> Required work
Keep the images out and copy every entry below exactly.

> Data in this exercise
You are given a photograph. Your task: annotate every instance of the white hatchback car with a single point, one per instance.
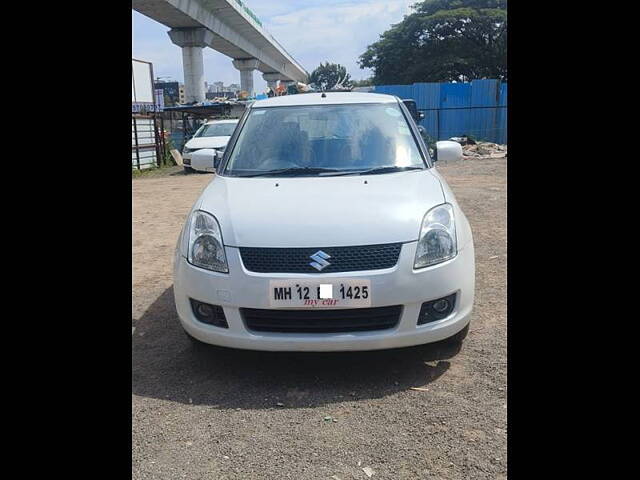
(214, 134)
(326, 228)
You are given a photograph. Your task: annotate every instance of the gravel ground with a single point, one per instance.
(225, 414)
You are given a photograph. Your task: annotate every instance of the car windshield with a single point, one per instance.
(324, 140)
(216, 130)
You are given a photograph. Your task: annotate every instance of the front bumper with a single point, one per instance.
(400, 285)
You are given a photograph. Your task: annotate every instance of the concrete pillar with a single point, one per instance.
(192, 41)
(272, 79)
(246, 67)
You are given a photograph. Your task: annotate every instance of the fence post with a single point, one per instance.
(135, 135)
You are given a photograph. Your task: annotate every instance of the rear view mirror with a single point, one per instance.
(448, 151)
(217, 158)
(203, 160)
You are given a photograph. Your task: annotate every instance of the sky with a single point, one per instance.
(337, 31)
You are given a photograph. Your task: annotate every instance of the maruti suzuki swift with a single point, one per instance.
(326, 228)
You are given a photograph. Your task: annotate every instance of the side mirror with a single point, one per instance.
(217, 159)
(448, 151)
(203, 160)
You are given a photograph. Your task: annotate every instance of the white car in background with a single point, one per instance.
(326, 227)
(214, 134)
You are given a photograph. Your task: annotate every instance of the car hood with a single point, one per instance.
(207, 142)
(321, 211)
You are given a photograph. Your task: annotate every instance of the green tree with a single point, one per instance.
(442, 41)
(329, 75)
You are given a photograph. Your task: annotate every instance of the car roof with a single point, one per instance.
(232, 120)
(330, 98)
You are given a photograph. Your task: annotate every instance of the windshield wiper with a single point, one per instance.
(291, 171)
(389, 169)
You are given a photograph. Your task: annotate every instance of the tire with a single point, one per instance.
(459, 337)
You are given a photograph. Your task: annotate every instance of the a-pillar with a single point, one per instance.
(192, 41)
(246, 67)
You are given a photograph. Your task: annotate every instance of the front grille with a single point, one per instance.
(321, 321)
(342, 259)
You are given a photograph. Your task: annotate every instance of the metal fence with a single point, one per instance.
(148, 148)
(477, 109)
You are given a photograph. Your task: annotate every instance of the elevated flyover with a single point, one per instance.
(229, 27)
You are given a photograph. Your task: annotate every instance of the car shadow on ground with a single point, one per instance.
(165, 365)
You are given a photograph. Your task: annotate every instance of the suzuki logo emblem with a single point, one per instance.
(320, 260)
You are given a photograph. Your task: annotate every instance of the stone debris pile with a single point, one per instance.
(484, 150)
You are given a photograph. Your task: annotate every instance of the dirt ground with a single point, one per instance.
(215, 414)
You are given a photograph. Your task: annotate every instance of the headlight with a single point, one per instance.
(206, 249)
(437, 242)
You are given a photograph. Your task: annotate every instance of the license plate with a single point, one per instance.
(343, 293)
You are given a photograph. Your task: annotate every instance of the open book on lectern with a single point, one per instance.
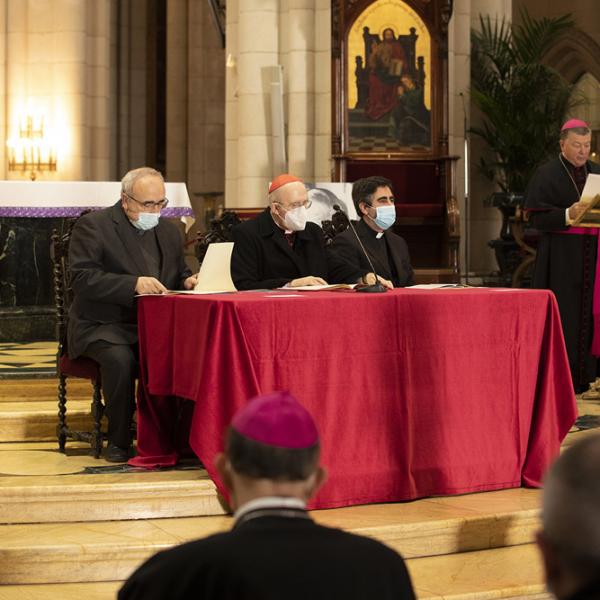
(591, 197)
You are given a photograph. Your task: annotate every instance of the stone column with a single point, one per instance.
(231, 103)
(3, 90)
(177, 90)
(297, 54)
(258, 26)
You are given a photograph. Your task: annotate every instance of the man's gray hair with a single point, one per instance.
(571, 508)
(576, 131)
(128, 181)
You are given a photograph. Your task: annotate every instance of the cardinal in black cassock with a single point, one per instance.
(566, 259)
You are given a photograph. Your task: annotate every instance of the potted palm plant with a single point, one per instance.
(522, 103)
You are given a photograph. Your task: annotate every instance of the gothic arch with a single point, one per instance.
(577, 53)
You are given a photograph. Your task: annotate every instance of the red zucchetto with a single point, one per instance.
(574, 124)
(282, 180)
(276, 419)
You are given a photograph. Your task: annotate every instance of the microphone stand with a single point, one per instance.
(377, 287)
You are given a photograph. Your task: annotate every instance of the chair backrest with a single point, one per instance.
(337, 224)
(220, 230)
(63, 294)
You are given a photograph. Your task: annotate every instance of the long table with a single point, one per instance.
(415, 392)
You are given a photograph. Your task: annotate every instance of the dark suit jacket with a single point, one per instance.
(273, 557)
(349, 262)
(262, 258)
(105, 260)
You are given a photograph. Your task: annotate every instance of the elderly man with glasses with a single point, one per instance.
(279, 247)
(115, 254)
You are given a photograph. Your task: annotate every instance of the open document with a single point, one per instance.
(215, 272)
(591, 197)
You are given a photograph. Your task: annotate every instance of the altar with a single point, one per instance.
(29, 211)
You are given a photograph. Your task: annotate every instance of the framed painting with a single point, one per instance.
(388, 80)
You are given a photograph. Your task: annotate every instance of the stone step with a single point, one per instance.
(510, 573)
(110, 550)
(107, 497)
(61, 591)
(515, 572)
(29, 420)
(13, 390)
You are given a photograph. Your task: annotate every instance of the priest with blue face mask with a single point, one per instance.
(374, 202)
(115, 254)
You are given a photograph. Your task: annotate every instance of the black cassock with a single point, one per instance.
(565, 263)
(271, 558)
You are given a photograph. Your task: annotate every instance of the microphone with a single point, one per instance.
(376, 288)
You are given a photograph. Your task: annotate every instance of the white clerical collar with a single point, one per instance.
(269, 502)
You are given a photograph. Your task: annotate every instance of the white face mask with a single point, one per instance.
(295, 219)
(146, 221)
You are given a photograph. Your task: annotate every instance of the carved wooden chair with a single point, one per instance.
(82, 367)
(331, 228)
(220, 230)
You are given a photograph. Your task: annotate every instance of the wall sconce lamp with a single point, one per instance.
(31, 151)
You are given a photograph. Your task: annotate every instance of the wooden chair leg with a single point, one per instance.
(61, 429)
(97, 412)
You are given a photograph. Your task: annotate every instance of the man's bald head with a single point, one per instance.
(570, 539)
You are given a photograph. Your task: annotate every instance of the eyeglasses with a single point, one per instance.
(149, 204)
(382, 200)
(306, 204)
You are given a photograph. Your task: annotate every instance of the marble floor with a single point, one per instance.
(75, 526)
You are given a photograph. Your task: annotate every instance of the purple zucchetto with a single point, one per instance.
(574, 124)
(276, 419)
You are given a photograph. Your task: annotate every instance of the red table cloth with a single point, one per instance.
(415, 392)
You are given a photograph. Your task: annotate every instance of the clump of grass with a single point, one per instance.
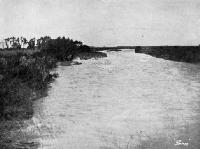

> Written solution
You are given a photograph. Your task: annotate every instance of the white hatchback car with a single point, one per instance.
(214, 134)
(326, 228)
You are given a photograph. Your task: annotate every instance of the gravel ground with a single point, one per instance.
(225, 414)
You are given a photograph. Your task: annotate every instance of the car windshield with a single point, one per instance.
(324, 140)
(216, 130)
You are given a photograph. Your task: annotate every instance of the front bumper with a single point, one per instance.
(400, 285)
You are given a photograph. Your task: annotate every instance of the concrete pillar with a single point, one per instance.
(192, 41)
(272, 79)
(246, 67)
You are given a photograph. Your task: annotate every instance of the fence post with a single point, one per instance.
(135, 135)
You are given a photograph. Your task: annotate every instance of the rear view mirror with a single point, one per instance.
(448, 151)
(217, 158)
(203, 160)
You are given a photograph. Your task: annotate every instance of the sky with a single point, one per instance.
(337, 31)
You are given a photograph. Your task: annotate every instance of the maruti suzuki swift with a single point, one per instance.
(326, 228)
You are given a photograph. Your task: annotate every instance of the side mirror with a single point, one per instance.
(217, 159)
(448, 151)
(203, 160)
You are given a photograph. Your task: annotate every instance of the white car in background with a single point, one per instance.
(326, 227)
(214, 134)
You are given a photograph. Your task: annotate every instance of the car hood with a single point, one per instance.
(207, 142)
(321, 211)
You are given a photograph. Your task: annotate every instance of the green tree with a single point, one per instance.
(442, 41)
(329, 75)
You are given a photograph. Your task: annotate every instance of the car roof with a single point, one per instance.
(232, 120)
(330, 98)
You are given a photograph. Your task: annotate every instance of the windshield wiper with a single point, one per instance.
(291, 171)
(389, 169)
You are given a photograph. Your task: annotate every instance of the tire with a single point, one per instance.
(459, 337)
You are given a photograph. Your task: annotate every instance of the a-pillar with a single point, one per instance.
(192, 41)
(246, 67)
You are given a photograph. Your task: annotate every instance of the front grille with a single point, one per instance.
(321, 321)
(342, 259)
You are given a photograph. Your task: annotate every instance of the metal fence with a single point, one per instance.
(148, 148)
(477, 109)
You are given a photograph. Your task: annotate every instance of the elevated flyover with a single point, one per instance.
(229, 27)
You are given a photograph. Your task: annotate every instance of the car shadow on ground with a single point, one per instance.
(165, 365)
You are given a photograph. Your task: annotate every instance of the suzuki logo emblem with a single point, one per instance.
(320, 260)
You are given a photograph. Your task: annotate every instance of the stone debris pile with a single point, one per instance.
(484, 150)
You are given a photograph. Your task: annotate every instance of the dirt ground with a single point, one per instance.
(215, 414)
You are given a photograph. Your task: annotate every instance of the headlight with a single point, one per instance.
(206, 249)
(437, 242)
You are given a photograph. Your task: annotate every instance of the license plate with a single point, one per instance.
(343, 293)
You are given a photograph. Your task: annotate every instance of the open book on lectern with a single point, one per instance.
(591, 197)
You are given a photograph. Your task: annotate every instance of the stone column with a single point, one per instance.
(231, 103)
(3, 90)
(177, 90)
(297, 54)
(258, 26)
You are given a photograph. Your task: annotate every instance of the man's gray hair with a single point, one per instance.
(571, 508)
(576, 131)
(128, 181)
You are given a photograph. Your task: annotate every instance of the cardinal in black cassock with a single point, one per instance.
(566, 259)
You are given a photograph. Your task: annotate every instance of the potted palm plant with a single point, one per instance.
(522, 103)
You are given a photograph. Your task: annotate every instance of the gothic arch with a single point, one per instance.
(577, 53)
You are given a photograph. Your task: annotate every instance of the red zucchetto with a single point, one per instance.
(574, 124)
(282, 180)
(276, 419)
You are given a photograph. Your task: annotate every instance of the microphone stand with a single point, one per instance.
(377, 287)
You are given a photograph. Your task: annotate every instance of the chair backrest with a single point, one per instance.
(337, 224)
(220, 230)
(63, 294)
You are given a photograph. Your task: annotate every instance of the long table with a single point, one per instance.
(415, 392)
You are given a photograph. Your task: annotate every instance of the dark suit jacket with a single point, one per instance.
(273, 557)
(349, 262)
(262, 258)
(105, 260)
You are given a photograph. Your task: annotate every instance of the elderly man with glasses with a single point, one per instance.
(279, 247)
(115, 254)
You are given a photograph. Your task: annotate every instance of the open document with a single point, one per instance.
(215, 272)
(591, 197)
You are given a photograph. Your task: annotate every instance of the altar with a single point, one per instance.
(29, 211)
You are given a photograph. Your task: annotate every instance of the framed painting with a single point, one per instance.
(388, 80)
You are given a photograph. Your task: annotate every instance of the stone step with a single point, one per instance.
(510, 573)
(110, 550)
(107, 497)
(61, 591)
(515, 572)
(29, 420)
(13, 390)
You are given a photograph. Your task: annotate every instance of the priest with blue face mask with a single point, one per instance.
(374, 202)
(115, 254)
You are given a photograph. Your task: annotate every instance of the black cassock with a single point, one per instance.
(565, 263)
(271, 558)
You are given a photograph. Your task: annotate every instance of the microphone with a single point, one per instance.
(376, 288)
You are given a photograph. Your task: annotate every instance of the white clerical collar with a single point, one per instance.
(269, 502)
You are given a photograph. Your task: annotate every instance of the white face mask with a single point, one per instance.
(295, 219)
(146, 221)
You are given a photograph. Your task: annotate every instance of the carved wooden chair with a single point, one per instance.
(82, 367)
(331, 228)
(220, 230)
You are given a photograph. Your task: annotate every instance of the wall sconce lamp with a single point, one per instance.
(31, 151)
You are given a photograph. Your task: annotate every instance of the wooden chair leg with a single point, one per instance.
(61, 429)
(97, 412)
You are given a photograph. Your task: annotate every instance of the man's bald head with a single point, one per instance.
(570, 539)
You are given a photograph. Your task: annotate every instance of the eyeglasses with a single point, one per instance.
(149, 204)
(382, 200)
(306, 204)
You are given a photograph. Your task: annotate every instance of the marble floor with a single point, one per instance.
(75, 526)
You are given a photograph. Your task: annotate every instance of the purple zucchetto with a single point, one per instance.
(574, 124)
(276, 419)
You are given a photograph. Your task: annotate every instance of the red table cloth with a single point, one per instance.
(415, 392)
You are given a photograph. Your task: annotate every instance of the clump of grass with a single point, one per instance.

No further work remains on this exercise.